TASK SET:
a - Can you copy the forum thread on germanium and silicon clipping diodes again, starting with "Combinations count!  Ge" and going on through "Quoteare for overdrive?", but change "magic" to "alchemy"?
b - How would the forum thread on germanium and silicon clipping diodes go on from its last sentence? Write the next part of it.

SOURCE EXCERPT:
....
News:

SMF for DIYStompboxes.com!

Main Menu

but ge diodes...

Started by Loggie, March 18, 2006, 03:28:14 PM

Previous topic - Next topic

Loggie

are for overdrive?
not for distortion?
what happens to the sound in overdrive with ge diode?
and in a distortion (for example ds1)?

AzzR

Ge Diodes Give Softer Clipping

Si Diodes Give Harsher Clipping

Dream
A Broken Clock Is Right Twice A Day

brett

Hi.
Combinations count!  Ge + Si make special hybrid magic.
cheers
Brett Robinson
Let a hundred flowers bloom, let a hundred schools of thought contend. (Mao Zedong)

WGTP

Ge's sound fuzzey to me.   :icon_cool:
Stomping Out Sparks & Flames

R.G.

Quoteare for overdrive?
not for distortion?
what happens to the sound in overdrive with ge diode?
and in a distortion (for example ds1)?
QuoteGe Diodes Give Softer Clipping
Si Diodes Give Harsher Clipping
QuoteGe's sound fuzzey to me.

(1) overdrive and distortion cannot be clearly separated; they have been overused in marketing hype so that there is no clear demarkation, even if there was one in the sound. So distinguishing between overdrive and distortion is not possible without further defining what you mean by the terms.
(2) it's not possible in general to meaningfully say that Ge or Si have certain clipping characteristics without specifying other things. The nature of clipping from one kind of diode versus another cannot be determined without also saying how big a signal you apply, and whether there is any forward or reverse bias on the diode, and what waveform you feed the clipping diode. For instance- if you feed a square wave to any clipping diode, you get out a square wave. If you feed a sine wave with 100x the magnitude of the clipping voltage to an clipping diode, you get out a square wave.
....
Detection examples:
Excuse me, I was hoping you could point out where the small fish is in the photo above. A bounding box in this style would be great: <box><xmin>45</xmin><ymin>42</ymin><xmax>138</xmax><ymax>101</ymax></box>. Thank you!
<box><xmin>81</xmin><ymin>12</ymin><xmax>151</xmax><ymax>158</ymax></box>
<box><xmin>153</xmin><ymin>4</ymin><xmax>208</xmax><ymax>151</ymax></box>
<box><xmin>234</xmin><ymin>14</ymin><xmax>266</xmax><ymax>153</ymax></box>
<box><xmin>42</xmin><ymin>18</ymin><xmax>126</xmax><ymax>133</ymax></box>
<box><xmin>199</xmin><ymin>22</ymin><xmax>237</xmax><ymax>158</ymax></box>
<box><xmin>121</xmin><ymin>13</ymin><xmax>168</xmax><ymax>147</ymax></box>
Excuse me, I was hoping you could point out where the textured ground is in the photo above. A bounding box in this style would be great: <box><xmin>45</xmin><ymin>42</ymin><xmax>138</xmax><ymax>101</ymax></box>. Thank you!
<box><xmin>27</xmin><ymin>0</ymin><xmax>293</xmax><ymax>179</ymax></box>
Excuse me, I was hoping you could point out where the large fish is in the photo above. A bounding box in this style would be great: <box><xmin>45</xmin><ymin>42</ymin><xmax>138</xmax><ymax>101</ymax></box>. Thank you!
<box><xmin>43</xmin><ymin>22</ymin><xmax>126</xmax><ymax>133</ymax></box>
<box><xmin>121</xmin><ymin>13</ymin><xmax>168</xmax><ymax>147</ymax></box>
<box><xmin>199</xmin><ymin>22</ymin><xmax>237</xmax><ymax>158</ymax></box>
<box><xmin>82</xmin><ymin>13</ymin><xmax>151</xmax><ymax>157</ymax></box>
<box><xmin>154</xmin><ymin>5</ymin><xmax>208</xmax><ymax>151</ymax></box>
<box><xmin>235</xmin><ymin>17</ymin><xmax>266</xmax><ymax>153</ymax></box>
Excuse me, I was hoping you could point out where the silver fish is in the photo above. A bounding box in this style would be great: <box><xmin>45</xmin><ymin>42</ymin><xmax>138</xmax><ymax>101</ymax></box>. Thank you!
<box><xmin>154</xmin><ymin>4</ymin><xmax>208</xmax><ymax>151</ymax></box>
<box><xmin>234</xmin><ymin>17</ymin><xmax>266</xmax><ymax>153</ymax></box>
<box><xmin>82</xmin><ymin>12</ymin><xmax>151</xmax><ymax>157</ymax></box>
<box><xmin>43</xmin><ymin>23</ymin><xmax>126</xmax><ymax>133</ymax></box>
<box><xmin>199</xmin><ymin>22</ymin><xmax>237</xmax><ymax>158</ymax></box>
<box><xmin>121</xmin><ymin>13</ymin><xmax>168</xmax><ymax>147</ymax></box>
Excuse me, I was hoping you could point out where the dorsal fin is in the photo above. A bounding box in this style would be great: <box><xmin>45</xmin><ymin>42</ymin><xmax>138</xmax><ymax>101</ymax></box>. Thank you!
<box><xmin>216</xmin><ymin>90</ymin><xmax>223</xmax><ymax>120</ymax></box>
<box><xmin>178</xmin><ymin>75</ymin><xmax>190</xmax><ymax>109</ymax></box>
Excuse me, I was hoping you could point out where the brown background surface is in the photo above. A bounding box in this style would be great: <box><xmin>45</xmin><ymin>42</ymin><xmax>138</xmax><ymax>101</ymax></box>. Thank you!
....
ANSWERS TO THE EXERCISES:
a -
Combinations count!  Ge + Si make special hybrid alchemy.
cheers
Brett Robinson
Let a hundred flowers bloom, let a hundred schools of thought contend. (Mao Zedong)

WGTP

Ge's sound fuzzey to me.   :icon_cool:
Stomping Out Sparks & Flames

R.G.

Quoteare for overdrive?

b -
The only way you can make meaningful statements about what kind of clipping a diode does is to specify the diode, the signal being applied to it, the source impedance (voltage mode clipping sounds different from current mode clipping) and crucially, the relative size of the clipping knee to the slope of the input signal being put into it. I've berated this point before - if the signal does not slope as it goes through the clipping knee, it might as well be a square wave. It's only when there is some slope that clipping knees can be distinguished. Even then, the amount of the signal voltage that happens while the signal passes through the clipping knee is crucial to how clipped the signal is.
R.G.

In response to the questions in the forum - PCB Layout for Musical Effects is available from The Book Patch. Search "PCB Layout" and it ought to appear.

freak scene

i have monkeys to do my clipping.

aron


Toney


In bedroom at lower volume.......Si diodes do nice clipping

At stage volume with a tube amp........you will find all kinds of lovely tones you didn't know about with Ges...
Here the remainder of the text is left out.